* **Short exercise**
Return only this: the line with "Indicate the bare tree" and all the lines that follow it below, through the final one, exactly as they are.

>> start Material

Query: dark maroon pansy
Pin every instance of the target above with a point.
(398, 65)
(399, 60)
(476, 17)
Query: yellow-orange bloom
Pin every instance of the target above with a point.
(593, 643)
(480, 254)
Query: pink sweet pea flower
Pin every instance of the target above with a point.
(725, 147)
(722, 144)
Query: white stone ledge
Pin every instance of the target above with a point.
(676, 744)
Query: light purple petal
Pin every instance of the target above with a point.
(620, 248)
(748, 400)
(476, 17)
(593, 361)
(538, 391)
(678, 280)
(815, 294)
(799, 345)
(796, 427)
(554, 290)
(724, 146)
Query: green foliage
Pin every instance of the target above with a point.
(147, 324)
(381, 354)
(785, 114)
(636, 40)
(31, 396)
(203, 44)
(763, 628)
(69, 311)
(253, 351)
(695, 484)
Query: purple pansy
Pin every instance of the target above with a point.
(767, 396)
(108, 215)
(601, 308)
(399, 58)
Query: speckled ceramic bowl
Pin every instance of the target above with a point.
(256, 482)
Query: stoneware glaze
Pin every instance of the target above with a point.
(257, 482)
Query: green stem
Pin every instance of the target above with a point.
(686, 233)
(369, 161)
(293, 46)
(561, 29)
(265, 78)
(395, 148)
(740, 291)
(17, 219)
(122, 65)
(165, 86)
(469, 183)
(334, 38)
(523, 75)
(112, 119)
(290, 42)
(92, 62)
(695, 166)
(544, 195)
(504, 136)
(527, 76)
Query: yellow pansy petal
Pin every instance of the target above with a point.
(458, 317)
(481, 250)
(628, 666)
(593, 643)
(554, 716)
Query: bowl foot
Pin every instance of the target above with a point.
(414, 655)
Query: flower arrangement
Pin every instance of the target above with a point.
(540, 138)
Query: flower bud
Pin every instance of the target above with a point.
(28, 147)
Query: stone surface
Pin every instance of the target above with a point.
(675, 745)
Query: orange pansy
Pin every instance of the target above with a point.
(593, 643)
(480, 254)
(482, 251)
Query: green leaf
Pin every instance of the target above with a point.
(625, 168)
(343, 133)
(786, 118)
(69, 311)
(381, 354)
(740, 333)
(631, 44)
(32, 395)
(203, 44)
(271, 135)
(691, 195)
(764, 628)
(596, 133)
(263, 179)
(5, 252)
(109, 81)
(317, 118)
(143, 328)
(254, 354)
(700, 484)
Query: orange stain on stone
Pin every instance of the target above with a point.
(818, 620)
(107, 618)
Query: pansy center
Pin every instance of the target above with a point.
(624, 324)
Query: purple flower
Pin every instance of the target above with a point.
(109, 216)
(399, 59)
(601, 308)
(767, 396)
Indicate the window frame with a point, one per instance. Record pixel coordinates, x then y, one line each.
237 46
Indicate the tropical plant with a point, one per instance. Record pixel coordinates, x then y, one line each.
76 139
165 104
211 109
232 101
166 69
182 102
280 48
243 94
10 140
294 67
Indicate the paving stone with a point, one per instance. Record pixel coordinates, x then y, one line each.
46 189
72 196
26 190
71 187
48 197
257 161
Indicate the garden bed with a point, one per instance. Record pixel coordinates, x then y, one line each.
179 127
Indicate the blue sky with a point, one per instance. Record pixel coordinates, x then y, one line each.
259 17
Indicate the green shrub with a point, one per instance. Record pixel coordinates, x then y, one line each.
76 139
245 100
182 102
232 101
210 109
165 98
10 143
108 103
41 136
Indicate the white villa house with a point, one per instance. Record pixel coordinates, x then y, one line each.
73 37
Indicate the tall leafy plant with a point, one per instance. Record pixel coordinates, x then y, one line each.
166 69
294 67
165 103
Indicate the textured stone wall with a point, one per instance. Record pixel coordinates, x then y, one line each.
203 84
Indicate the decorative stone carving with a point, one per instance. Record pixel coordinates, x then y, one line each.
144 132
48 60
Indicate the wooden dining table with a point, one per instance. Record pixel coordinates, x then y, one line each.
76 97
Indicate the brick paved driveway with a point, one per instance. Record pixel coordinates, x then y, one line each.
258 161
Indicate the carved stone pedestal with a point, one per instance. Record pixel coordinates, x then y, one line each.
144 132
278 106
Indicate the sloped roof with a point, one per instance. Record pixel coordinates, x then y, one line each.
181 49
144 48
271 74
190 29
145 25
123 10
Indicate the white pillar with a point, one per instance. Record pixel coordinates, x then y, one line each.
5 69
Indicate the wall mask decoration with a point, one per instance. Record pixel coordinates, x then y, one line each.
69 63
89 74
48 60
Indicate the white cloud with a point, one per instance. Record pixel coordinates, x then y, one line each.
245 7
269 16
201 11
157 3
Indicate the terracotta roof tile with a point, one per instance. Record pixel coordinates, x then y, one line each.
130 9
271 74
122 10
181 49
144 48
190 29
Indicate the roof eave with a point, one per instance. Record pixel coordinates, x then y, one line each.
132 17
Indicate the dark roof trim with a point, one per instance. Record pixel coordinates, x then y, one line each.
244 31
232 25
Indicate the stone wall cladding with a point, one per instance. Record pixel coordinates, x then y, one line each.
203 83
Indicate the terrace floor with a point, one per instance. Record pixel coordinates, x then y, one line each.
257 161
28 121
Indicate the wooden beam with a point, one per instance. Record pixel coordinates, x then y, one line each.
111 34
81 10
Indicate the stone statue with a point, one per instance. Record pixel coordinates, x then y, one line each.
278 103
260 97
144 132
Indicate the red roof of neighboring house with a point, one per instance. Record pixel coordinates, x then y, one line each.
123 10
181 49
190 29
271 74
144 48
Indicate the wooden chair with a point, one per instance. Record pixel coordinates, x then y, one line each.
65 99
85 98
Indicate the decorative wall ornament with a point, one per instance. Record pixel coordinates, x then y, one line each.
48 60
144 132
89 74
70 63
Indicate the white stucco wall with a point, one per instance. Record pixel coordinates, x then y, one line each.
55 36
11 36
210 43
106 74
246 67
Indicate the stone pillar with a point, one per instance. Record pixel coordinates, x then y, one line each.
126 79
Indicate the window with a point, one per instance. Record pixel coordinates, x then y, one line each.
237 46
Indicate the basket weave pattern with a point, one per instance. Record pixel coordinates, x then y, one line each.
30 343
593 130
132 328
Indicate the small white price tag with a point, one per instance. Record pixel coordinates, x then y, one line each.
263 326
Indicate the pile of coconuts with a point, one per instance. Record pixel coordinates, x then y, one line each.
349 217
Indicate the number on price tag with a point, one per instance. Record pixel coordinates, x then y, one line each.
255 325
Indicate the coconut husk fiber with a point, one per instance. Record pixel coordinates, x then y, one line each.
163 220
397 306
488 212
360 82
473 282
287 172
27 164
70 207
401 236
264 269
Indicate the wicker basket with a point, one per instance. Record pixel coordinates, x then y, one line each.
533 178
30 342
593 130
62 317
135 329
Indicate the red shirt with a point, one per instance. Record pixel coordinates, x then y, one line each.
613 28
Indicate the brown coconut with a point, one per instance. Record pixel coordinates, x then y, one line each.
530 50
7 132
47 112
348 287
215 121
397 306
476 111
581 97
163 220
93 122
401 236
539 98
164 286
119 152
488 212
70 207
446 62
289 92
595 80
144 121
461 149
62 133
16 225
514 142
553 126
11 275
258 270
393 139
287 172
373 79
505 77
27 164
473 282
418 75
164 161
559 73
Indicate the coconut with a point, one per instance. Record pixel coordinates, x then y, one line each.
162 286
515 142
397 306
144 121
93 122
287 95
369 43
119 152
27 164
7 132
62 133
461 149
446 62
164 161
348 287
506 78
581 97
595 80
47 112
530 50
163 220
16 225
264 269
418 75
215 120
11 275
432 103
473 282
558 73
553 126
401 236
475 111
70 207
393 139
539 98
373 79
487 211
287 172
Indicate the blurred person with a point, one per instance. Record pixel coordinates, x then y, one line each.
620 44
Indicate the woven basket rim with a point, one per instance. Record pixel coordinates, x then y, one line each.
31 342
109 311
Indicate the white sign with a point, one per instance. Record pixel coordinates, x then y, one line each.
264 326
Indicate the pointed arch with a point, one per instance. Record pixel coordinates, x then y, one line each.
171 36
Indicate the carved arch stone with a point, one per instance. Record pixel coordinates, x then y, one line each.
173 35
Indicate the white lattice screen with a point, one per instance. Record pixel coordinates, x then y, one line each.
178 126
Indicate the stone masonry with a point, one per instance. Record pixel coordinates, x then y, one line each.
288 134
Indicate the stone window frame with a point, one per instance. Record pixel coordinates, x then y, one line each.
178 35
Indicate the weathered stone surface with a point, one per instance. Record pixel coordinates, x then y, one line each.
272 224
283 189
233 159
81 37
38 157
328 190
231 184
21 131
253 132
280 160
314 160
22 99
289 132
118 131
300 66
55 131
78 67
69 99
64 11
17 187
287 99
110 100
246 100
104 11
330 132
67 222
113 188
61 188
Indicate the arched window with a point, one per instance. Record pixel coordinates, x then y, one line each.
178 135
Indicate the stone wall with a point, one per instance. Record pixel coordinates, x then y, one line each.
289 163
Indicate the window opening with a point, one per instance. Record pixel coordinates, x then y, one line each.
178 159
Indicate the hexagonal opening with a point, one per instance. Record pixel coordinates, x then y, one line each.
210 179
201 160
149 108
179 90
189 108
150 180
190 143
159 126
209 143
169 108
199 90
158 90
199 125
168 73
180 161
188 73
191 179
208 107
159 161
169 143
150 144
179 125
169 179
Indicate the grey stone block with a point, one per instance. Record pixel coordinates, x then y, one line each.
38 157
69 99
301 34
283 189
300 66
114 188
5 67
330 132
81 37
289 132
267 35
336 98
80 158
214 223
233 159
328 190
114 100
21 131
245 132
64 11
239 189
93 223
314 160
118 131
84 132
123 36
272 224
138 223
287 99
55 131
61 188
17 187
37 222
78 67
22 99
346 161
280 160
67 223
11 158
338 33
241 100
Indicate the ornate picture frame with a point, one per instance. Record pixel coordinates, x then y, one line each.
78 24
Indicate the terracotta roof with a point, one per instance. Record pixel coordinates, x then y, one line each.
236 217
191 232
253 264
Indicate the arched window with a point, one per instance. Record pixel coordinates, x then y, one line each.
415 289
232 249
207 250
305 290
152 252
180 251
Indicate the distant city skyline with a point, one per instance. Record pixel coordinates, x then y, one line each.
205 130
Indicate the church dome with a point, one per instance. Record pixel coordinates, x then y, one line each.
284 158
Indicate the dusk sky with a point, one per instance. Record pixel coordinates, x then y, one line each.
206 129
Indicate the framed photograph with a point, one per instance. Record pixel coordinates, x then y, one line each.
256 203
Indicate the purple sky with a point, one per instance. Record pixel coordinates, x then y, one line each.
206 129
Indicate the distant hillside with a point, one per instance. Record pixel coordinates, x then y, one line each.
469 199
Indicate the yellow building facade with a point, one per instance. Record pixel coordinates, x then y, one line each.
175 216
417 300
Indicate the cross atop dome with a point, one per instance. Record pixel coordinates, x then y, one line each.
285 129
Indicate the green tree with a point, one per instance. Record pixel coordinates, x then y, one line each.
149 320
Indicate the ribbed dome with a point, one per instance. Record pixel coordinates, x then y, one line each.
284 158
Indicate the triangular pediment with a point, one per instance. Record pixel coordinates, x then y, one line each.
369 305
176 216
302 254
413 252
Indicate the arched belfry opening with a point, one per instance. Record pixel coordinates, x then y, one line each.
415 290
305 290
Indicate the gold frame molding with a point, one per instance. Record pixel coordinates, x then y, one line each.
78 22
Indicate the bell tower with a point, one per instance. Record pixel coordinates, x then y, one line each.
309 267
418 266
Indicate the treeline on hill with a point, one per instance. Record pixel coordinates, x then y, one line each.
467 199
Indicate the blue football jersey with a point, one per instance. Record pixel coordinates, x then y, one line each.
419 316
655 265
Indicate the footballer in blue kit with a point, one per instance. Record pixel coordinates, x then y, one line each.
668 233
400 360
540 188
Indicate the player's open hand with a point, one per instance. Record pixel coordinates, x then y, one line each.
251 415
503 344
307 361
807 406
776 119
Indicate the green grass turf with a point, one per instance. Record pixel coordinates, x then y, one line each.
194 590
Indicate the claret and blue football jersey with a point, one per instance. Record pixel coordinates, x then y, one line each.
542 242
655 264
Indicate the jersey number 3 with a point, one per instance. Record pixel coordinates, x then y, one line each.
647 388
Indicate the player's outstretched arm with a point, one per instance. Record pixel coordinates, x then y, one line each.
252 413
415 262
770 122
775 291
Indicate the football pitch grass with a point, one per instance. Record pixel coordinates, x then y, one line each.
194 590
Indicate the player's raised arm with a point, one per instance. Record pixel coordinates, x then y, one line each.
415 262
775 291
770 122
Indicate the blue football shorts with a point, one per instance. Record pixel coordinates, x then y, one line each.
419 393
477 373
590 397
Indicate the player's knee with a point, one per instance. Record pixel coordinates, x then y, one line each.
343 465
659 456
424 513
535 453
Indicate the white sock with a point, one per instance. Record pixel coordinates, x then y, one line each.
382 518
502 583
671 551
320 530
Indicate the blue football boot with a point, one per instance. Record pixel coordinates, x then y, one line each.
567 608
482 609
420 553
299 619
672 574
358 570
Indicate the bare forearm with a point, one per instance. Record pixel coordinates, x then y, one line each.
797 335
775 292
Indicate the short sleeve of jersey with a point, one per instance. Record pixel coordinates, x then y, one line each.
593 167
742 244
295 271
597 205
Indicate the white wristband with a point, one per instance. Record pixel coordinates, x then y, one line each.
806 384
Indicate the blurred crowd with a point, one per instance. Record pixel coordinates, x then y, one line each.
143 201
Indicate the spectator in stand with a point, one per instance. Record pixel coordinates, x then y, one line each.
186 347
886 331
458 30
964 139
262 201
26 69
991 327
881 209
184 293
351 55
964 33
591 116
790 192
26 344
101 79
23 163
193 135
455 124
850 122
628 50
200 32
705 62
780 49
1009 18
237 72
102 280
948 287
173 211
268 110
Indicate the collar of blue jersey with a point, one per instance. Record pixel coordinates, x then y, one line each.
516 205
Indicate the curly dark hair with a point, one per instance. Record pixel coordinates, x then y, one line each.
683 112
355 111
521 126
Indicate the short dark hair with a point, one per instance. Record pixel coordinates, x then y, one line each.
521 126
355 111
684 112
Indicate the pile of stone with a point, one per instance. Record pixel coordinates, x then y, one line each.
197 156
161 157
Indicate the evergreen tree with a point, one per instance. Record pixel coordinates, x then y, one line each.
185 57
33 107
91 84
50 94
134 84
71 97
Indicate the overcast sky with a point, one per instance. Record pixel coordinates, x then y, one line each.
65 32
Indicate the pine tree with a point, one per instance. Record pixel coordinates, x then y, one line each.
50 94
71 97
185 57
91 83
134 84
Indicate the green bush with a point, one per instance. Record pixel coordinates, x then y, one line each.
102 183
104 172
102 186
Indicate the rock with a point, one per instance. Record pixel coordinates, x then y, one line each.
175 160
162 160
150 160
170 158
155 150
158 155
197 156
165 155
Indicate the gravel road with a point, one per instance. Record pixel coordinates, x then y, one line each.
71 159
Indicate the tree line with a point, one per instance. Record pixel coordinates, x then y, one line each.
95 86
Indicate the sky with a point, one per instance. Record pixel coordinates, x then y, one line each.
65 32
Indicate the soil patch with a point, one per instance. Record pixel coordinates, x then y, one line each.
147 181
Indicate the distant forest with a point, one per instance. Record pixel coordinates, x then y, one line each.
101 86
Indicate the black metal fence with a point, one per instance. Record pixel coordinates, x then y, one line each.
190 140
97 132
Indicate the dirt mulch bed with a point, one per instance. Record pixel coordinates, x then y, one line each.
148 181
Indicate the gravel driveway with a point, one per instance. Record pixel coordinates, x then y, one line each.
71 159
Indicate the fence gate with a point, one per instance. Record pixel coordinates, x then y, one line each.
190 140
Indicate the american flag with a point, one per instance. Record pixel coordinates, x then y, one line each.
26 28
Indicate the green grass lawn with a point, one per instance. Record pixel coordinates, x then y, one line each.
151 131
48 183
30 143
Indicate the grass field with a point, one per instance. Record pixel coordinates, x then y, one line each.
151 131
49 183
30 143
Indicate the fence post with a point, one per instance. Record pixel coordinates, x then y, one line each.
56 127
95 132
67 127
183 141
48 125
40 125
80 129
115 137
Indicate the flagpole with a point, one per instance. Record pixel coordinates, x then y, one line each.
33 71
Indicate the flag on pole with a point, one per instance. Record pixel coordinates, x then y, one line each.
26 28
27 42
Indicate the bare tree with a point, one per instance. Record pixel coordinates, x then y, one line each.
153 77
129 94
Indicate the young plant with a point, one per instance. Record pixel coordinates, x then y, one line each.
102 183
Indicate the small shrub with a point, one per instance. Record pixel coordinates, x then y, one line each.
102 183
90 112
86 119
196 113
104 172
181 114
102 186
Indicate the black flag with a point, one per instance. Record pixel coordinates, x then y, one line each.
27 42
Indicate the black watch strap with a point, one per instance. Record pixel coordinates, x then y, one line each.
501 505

>> end Material

* **Response**
Indicate the bare tree with a point, one per instance. Record pixel coordinates, x then y, one line each.
153 77
129 94
Indicate the young plant with a point, one per instance. Record pixel coordinates, x then y, one line each.
102 183
Indicate the small shrub with a point, one per instance. Record pixel coordinates, x then y, one line each.
102 183
90 112
86 119
196 113
104 172
181 114
102 186
Indicate the black flag with a point, one per instance. Record pixel coordinates, x then y, one line each.
27 42
Indicate the black watch strap with a point, one per instance. Record pixel coordinates, x then y, one line each.
501 505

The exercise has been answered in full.